Passage provided:
Sedimentary slate at Applethwaite Common

 In his book "Slate from Coniston", Alistair Cameron has a diagram showing three veins of slate stretching across the Lake District. The one that goes from Banniside to Brathay and finally to Longsleddale is said to be sedimentary slate, rather than volcanic. He says it is blue/black veined and didn't rive well so was used for flag stones. Here's the evidence. Now to look for the volcanic slates.

Light as a feather?

 

I was interested that my new litter picker has been given a minimum mass for picking up. The hunt is now on for objects less than 1 gram which are big enough to be manageable in the jaws.

Experiencing thermal stratification in Bassenthwaite Lake

 

I took a dip in the lake on a lovely sunny day. I was confidently told that the water temperature was 19 degrees Celsius. As it happened, the water was noticeably warm but if I reached down more than 30cm, I could feel a cold layer below. It's been my introduction to thermal stratification. There is some interesting physics about how density differences result in different convection cells emerging. Also, that wind is the mixer that makes the layering break down as autumn arrives. It has been very windy here this summer so I'm interested to note that the layering still seems to exist. 

Convection: Low Wax Knott miners' bothy

 We'd read the story about the murdered miner so we went in search of the hut ... and found it.

At first it could have been a sheep fold, but it has a fireplace, a chimney and roof slates are scattered around inside. 

Living in a house with central heating as a child, I never understood the ventilating effect of a chimney. As the fire burns, the air expands, becomes less dense and floats upwards, up the chimney. The departure of air reduces the pressure below because there are fewer particle collisions. This means that the air outside which is at atmospheric pressure can force its way in to equalise the pressures. The advantage is that this brings in more oxygen for the fire. The bothy is small; it would have been very cramped but the fire would have made it hot inside. Hot but draughty with the air being pulled in through the doorway and the cracks by convection.

Action item A:
In the Lake District blog posts above, what water temperature was the writer told Bassenthwaite Lake had?
Action item B:
Please return the passage of the Lake District blog posts above that runs from "Convection: Low Wax" to "scattered around inside.", word for word.
The entries that come next are separate material and are unrelated to the Lake District blog posts.

Material supplied:
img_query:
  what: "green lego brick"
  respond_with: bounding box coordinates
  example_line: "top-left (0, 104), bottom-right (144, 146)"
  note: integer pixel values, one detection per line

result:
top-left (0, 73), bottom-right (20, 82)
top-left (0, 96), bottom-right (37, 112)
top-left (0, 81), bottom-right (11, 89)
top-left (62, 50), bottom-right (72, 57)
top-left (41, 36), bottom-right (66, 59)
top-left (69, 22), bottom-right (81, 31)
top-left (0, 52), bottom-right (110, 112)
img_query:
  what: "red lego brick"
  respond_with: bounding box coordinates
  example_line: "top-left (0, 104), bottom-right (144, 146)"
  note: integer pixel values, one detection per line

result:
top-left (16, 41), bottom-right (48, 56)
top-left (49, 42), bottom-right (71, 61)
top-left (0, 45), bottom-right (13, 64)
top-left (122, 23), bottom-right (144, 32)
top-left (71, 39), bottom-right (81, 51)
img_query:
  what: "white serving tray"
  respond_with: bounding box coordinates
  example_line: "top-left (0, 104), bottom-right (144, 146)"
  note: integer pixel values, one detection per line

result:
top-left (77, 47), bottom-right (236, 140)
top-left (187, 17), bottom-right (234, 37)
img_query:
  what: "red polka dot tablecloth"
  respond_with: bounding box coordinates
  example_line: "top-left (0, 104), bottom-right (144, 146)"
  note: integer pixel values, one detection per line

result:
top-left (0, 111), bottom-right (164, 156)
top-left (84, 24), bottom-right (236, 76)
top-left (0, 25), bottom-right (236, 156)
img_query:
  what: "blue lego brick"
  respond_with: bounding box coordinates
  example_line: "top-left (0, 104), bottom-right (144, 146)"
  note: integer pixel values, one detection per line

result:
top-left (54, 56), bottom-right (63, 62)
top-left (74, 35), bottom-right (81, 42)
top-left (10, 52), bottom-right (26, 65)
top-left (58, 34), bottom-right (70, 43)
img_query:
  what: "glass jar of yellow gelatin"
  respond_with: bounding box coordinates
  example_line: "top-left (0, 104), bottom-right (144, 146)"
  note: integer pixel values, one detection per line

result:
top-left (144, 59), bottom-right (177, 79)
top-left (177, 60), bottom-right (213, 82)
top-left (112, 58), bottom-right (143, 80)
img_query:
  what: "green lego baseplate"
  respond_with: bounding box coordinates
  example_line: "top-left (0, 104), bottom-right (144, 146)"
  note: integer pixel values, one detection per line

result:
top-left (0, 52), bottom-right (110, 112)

Result A:
19 degrees Celsius.

Result B:
Convection: Low Wax Knott miners' bothy

 We'd read the story about the murdered miner so we went in search of the hut ... and found it.

At first it could have been a sheep fold, but it has a fireplace, a chimney and roof slates are scattered around inside.